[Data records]
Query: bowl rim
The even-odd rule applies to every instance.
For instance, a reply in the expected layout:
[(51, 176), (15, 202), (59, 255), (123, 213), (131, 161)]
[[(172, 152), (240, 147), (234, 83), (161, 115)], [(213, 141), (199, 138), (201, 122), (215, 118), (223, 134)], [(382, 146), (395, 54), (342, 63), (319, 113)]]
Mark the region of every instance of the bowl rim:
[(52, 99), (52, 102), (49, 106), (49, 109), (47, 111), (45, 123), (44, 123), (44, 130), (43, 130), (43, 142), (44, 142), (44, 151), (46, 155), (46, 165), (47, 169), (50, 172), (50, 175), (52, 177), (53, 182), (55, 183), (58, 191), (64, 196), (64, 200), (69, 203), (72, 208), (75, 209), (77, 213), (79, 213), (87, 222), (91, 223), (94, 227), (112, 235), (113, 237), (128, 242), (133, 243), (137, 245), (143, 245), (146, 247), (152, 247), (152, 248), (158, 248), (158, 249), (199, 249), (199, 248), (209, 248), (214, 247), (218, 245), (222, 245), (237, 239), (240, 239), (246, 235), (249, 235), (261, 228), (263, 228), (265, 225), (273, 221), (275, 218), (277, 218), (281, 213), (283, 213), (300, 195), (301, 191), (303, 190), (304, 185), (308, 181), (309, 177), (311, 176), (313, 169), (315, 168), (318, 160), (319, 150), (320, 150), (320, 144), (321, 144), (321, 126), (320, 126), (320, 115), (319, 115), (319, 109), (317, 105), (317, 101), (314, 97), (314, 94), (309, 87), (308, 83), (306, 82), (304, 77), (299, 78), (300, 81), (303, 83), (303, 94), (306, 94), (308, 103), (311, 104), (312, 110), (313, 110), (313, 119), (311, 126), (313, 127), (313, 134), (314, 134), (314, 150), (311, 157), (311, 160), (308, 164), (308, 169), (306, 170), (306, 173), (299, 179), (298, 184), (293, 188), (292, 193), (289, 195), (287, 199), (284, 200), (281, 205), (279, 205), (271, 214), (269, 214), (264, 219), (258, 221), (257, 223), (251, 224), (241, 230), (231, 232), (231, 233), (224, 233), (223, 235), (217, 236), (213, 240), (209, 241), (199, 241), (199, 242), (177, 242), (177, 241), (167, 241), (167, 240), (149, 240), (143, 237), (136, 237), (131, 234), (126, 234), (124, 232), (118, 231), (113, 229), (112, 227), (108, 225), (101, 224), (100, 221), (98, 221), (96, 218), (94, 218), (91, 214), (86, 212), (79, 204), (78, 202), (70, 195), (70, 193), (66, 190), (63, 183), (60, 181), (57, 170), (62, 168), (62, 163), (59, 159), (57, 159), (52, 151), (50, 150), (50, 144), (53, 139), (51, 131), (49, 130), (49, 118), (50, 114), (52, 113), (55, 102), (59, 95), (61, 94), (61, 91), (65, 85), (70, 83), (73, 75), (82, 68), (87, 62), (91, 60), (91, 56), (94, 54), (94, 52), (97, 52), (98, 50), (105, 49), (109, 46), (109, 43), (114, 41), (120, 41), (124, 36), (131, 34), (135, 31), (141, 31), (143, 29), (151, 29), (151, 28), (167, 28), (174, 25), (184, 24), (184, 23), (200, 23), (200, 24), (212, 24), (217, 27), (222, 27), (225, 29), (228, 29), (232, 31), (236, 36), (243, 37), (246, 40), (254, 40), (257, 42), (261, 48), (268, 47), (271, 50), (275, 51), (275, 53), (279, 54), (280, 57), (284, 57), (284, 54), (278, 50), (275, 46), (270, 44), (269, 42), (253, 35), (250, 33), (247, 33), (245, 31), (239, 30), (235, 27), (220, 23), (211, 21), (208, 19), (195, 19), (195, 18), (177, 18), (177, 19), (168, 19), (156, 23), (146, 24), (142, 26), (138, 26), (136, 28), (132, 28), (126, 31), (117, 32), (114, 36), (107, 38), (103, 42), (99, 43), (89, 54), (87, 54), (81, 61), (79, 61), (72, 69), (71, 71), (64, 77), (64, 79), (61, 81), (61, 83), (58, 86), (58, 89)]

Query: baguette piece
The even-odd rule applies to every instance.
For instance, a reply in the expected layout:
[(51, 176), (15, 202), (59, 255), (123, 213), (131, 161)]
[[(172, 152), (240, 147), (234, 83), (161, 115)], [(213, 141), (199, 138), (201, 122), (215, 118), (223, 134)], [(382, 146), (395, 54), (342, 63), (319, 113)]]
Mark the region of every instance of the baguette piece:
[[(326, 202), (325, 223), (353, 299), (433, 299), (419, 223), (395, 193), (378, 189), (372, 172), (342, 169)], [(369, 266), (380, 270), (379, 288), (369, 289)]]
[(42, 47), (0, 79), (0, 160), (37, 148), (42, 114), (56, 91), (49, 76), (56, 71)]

→ **REQUIREMENT**: The response should be an exact repeat of the data above.

→ **RESPONSE**:
Query: bowl rim
The even-odd rule applies to every instance.
For instance, a reply in the expected layout:
[(51, 176), (15, 202), (59, 255), (123, 213), (131, 161)]
[[(172, 152), (240, 147), (234, 83), (161, 115)], [(213, 141), (199, 138), (201, 122), (215, 118), (223, 134)], [(382, 146), (395, 54), (342, 63), (319, 113)]]
Mark the region of every instance of the bowl rim:
[(52, 99), (52, 102), (49, 106), (49, 109), (47, 111), (45, 123), (44, 123), (44, 130), (43, 130), (43, 142), (44, 142), (44, 151), (46, 155), (46, 165), (47, 169), (50, 172), (50, 175), (52, 177), (53, 182), (55, 183), (58, 191), (64, 196), (64, 200), (69, 203), (72, 208), (75, 209), (77, 213), (79, 213), (87, 222), (91, 223), (94, 227), (112, 235), (113, 237), (128, 242), (133, 243), (137, 245), (143, 245), (146, 247), (152, 247), (152, 248), (158, 248), (158, 249), (199, 249), (199, 248), (209, 248), (214, 247), (218, 245), (222, 245), (237, 239), (240, 239), (246, 235), (249, 235), (261, 228), (263, 228), (265, 225), (273, 221), (275, 218), (277, 218), (281, 213), (283, 213), (300, 195), (301, 191), (303, 190), (304, 185), (308, 181), (309, 177), (311, 176), (313, 169), (315, 168), (318, 160), (319, 150), (320, 150), (320, 144), (321, 144), (321, 126), (320, 126), (320, 115), (319, 115), (319, 109), (317, 105), (317, 101), (314, 97), (314, 94), (309, 87), (308, 83), (306, 82), (304, 77), (299, 78), (300, 81), (303, 83), (303, 94), (306, 94), (308, 103), (311, 104), (312, 110), (313, 110), (313, 119), (311, 126), (313, 127), (313, 134), (314, 134), (314, 150), (311, 157), (311, 160), (308, 164), (308, 169), (306, 170), (306, 173), (299, 179), (298, 184), (293, 188), (292, 193), (289, 195), (287, 199), (284, 200), (281, 205), (279, 205), (271, 214), (269, 214), (264, 219), (258, 221), (257, 223), (251, 224), (241, 230), (231, 232), (231, 233), (224, 233), (223, 235), (217, 236), (213, 240), (209, 241), (199, 241), (199, 242), (177, 242), (177, 241), (167, 241), (167, 240), (149, 240), (143, 237), (136, 237), (131, 234), (126, 234), (124, 232), (118, 231), (113, 229), (112, 227), (108, 225), (101, 224), (100, 221), (98, 221), (96, 218), (94, 218), (91, 214), (86, 212), (79, 204), (78, 202), (70, 195), (70, 193), (66, 190), (63, 183), (60, 181), (57, 170), (62, 168), (62, 163), (59, 159), (57, 159), (52, 151), (50, 150), (50, 144), (53, 139), (51, 131), (49, 130), (49, 118), (50, 114), (52, 113), (55, 102), (59, 95), (61, 94), (61, 91), (65, 85), (70, 83), (73, 75), (82, 68), (87, 62), (91, 60), (91, 56), (94, 54), (94, 52), (97, 52), (98, 50), (105, 49), (109, 46), (109, 43), (114, 41), (120, 41), (124, 36), (131, 34), (135, 31), (141, 31), (143, 29), (151, 29), (151, 28), (167, 28), (174, 25), (184, 24), (184, 23), (200, 23), (200, 24), (212, 24), (217, 27), (222, 27), (225, 29), (228, 29), (232, 31), (236, 36), (243, 37), (246, 40), (254, 40), (257, 42), (261, 48), (268, 47), (271, 50), (275, 51), (275, 53), (279, 54), (280, 57), (284, 57), (284, 54), (278, 50), (275, 46), (270, 44), (269, 42), (253, 35), (250, 33), (247, 33), (245, 31), (239, 30), (235, 27), (220, 23), (211, 21), (208, 19), (195, 19), (195, 18), (177, 18), (177, 19), (168, 19), (156, 23), (146, 24), (142, 26), (138, 26), (136, 28), (132, 28), (126, 31), (117, 32), (114, 36), (107, 38), (103, 42), (99, 43), (89, 54), (87, 54), (81, 61), (79, 61), (72, 69), (71, 71), (64, 77), (64, 79), (61, 81), (61, 83), (58, 86), (58, 89)]

Query: baguette piece
The even-odd rule applies to every instance.
For instance, a reply in the expected layout:
[(51, 176), (15, 202), (59, 255), (123, 213), (131, 161)]
[[(172, 152), (240, 147), (234, 83), (161, 115)], [(213, 141), (199, 138), (201, 122), (215, 118), (223, 134)], [(382, 146), (395, 54), (342, 63), (319, 113)]]
Mark the region of every instance of the baguette piece:
[[(326, 202), (325, 223), (353, 299), (433, 299), (419, 223), (395, 193), (378, 189), (372, 172), (342, 169)], [(369, 266), (380, 270), (379, 288), (369, 289)]]
[(42, 47), (0, 79), (0, 160), (37, 148), (42, 114), (56, 91), (49, 76), (56, 71)]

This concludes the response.